DIRECTIONS ▸ Which lines run from the one containing "Locate the power" to the last line of the entries? Return them exactly, with nothing more.
─── DATA
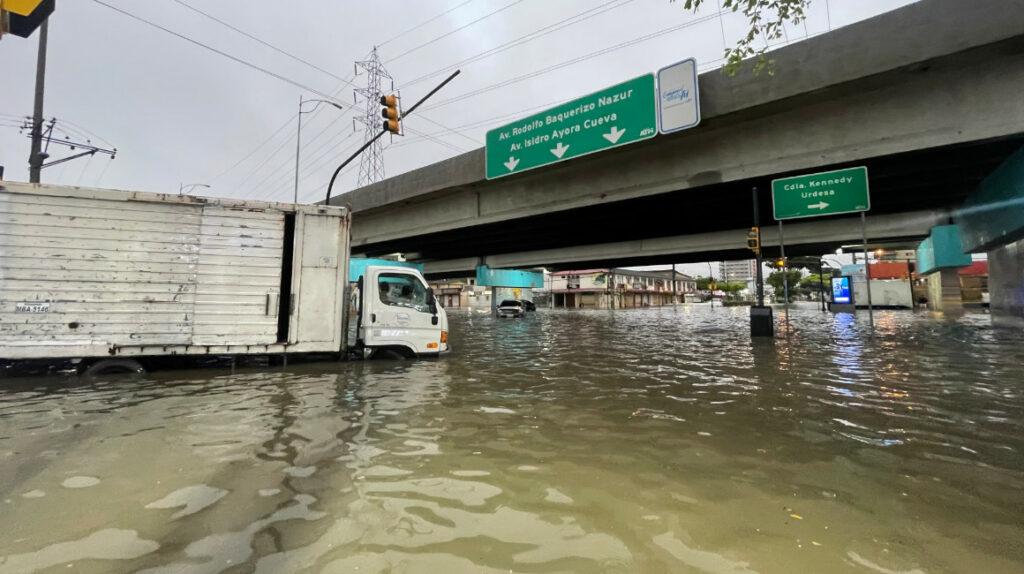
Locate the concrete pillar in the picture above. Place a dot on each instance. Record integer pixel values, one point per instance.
(943, 291)
(1006, 284)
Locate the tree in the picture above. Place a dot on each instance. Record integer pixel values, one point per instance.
(766, 17)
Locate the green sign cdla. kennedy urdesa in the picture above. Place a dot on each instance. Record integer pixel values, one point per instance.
(612, 117)
(821, 193)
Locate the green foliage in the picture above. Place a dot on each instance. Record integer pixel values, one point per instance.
(767, 18)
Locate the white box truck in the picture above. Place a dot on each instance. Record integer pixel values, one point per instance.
(113, 280)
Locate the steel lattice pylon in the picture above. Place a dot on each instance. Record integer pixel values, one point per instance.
(372, 161)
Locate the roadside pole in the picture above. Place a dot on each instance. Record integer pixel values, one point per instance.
(675, 294)
(785, 274)
(821, 283)
(867, 270)
(35, 156)
(761, 320)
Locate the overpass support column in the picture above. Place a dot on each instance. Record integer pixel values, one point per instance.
(1006, 284)
(944, 291)
(938, 257)
(992, 221)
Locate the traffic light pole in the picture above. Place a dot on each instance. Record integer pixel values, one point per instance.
(327, 201)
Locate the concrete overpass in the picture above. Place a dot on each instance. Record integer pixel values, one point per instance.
(927, 96)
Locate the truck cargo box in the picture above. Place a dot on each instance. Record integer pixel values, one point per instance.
(100, 272)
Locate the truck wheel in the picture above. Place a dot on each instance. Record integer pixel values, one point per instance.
(114, 366)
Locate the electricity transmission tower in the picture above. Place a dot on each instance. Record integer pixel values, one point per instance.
(372, 162)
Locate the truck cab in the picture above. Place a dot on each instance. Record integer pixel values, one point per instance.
(398, 314)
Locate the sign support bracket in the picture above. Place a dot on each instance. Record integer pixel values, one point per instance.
(785, 275)
(867, 270)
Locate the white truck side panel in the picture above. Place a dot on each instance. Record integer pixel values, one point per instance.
(320, 277)
(239, 276)
(94, 272)
(90, 272)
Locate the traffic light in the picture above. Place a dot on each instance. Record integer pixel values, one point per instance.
(22, 17)
(390, 113)
(754, 239)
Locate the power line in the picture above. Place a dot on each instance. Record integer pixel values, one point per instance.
(220, 52)
(392, 39)
(540, 33)
(255, 149)
(263, 42)
(463, 27)
(571, 61)
(337, 89)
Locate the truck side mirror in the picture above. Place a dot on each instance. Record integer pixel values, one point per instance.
(432, 302)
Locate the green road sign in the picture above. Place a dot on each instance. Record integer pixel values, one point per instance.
(821, 193)
(610, 118)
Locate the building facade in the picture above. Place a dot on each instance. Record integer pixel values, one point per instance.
(617, 289)
(741, 271)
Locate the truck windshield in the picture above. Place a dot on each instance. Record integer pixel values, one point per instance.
(399, 290)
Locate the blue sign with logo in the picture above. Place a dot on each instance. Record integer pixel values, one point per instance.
(841, 291)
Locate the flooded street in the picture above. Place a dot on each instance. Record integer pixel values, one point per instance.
(633, 441)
──────
SOLUTION ▸
Locate the power line in the picture above. Place a dot on each instance. Record integer pixel values, one point per instance.
(220, 52)
(392, 39)
(540, 33)
(255, 149)
(263, 42)
(463, 27)
(571, 61)
(337, 89)
Locate the truck side mirror in the picture above. Place a dot on each instance. Record integer pixel values, one point per instance.
(432, 302)
Locate the green road sign in the picture above. Place a dot on each instance. Record integer pixel values, one point per instance.
(821, 193)
(610, 118)
Locate the building facade in the picture above. Place a dot on each instance. Record integer pixel values, one point per instance.
(617, 289)
(741, 271)
Locate the truck windshield in the picture above. Place a dot on each instance. Record integer pixel values, one point per instance.
(399, 290)
Locate the blue sign with logo in the picture above. Place a dot on each instance. Record integer pixel values, one point per instance.
(841, 291)
Locate the flooded street in the picture above. Place a dot on each instance. Record integer pixel values, one point per instance.
(633, 441)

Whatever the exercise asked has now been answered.